__GOAL OF THE EXERCISE__
Add 149 to every number in the answer coordinates and write out again the part of the material that opens with the line containing "out the man's" and runs through the end of the material, keeping the request and its sample unchanged.

__DATASET ENTRIES__
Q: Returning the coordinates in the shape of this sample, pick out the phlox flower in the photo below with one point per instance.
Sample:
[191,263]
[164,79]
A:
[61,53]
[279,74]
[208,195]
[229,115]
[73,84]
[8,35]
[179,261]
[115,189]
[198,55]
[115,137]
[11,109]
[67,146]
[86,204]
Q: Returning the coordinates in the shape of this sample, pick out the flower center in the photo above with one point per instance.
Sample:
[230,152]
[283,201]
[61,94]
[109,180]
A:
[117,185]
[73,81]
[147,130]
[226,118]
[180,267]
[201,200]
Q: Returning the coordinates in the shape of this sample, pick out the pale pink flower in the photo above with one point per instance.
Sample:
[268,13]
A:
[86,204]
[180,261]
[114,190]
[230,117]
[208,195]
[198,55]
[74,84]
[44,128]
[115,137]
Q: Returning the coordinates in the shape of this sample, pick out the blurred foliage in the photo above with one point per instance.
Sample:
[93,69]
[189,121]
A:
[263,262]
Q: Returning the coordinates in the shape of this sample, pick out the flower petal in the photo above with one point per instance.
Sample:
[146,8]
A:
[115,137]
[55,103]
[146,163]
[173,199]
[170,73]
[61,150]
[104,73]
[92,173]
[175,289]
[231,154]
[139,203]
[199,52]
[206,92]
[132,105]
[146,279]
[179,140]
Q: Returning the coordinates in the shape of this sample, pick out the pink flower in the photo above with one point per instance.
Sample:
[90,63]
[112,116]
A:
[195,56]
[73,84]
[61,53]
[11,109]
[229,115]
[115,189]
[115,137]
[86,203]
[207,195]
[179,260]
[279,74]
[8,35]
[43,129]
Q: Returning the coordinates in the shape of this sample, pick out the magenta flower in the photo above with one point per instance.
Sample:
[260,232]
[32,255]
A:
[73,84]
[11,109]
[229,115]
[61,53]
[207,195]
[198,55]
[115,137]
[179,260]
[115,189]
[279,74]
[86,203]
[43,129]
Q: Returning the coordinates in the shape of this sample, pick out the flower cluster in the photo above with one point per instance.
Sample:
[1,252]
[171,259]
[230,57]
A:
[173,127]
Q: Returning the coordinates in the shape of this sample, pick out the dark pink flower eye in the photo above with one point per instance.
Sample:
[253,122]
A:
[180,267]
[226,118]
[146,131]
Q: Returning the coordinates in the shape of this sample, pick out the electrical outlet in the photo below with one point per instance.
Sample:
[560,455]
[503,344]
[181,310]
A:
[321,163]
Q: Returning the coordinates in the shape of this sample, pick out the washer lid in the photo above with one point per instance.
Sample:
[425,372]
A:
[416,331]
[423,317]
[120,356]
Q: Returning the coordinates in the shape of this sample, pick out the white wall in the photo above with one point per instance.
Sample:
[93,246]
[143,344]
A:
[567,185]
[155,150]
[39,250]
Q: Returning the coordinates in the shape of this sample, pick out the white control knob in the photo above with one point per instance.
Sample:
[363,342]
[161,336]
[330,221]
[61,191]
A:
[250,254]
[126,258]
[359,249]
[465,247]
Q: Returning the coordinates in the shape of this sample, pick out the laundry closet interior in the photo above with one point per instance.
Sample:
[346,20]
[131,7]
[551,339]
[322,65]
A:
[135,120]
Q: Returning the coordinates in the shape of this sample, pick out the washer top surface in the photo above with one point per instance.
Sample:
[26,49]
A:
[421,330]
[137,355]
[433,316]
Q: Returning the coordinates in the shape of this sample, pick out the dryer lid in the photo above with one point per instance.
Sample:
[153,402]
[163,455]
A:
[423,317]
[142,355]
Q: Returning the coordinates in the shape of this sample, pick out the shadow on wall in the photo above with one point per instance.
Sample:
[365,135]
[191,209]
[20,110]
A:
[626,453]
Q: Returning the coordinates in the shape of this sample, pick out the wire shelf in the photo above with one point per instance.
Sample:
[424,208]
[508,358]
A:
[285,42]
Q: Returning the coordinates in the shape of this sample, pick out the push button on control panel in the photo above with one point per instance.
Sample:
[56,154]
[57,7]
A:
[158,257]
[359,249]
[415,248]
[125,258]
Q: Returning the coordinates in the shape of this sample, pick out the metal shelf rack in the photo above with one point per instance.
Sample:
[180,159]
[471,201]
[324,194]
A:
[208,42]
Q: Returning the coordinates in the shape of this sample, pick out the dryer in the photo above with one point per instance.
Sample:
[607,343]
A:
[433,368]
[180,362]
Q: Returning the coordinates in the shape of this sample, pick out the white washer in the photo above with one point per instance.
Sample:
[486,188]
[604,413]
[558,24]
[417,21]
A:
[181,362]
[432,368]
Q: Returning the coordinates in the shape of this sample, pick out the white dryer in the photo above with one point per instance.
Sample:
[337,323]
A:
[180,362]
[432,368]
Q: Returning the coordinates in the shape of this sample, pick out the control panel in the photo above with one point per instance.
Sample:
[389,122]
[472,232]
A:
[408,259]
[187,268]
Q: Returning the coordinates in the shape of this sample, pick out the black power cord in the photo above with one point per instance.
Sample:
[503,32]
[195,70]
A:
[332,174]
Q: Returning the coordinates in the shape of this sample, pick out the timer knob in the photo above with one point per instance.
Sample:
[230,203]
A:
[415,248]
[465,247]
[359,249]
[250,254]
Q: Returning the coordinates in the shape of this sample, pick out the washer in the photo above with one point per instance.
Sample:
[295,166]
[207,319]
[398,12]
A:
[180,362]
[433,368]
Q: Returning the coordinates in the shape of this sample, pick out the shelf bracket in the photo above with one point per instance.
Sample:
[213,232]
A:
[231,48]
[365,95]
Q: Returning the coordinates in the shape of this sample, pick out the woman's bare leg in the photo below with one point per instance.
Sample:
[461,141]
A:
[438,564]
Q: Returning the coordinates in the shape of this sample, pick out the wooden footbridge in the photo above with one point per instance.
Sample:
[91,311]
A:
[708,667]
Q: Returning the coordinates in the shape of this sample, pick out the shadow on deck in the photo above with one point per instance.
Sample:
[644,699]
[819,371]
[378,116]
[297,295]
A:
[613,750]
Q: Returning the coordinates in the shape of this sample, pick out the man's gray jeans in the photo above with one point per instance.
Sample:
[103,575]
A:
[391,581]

__THE RESULT__
Q: Returning the coordinates in the shape of this sample, pick out the man's gray jeans in the photo above with one point per instance.
Sample:
[103,575]
A:
[540,730]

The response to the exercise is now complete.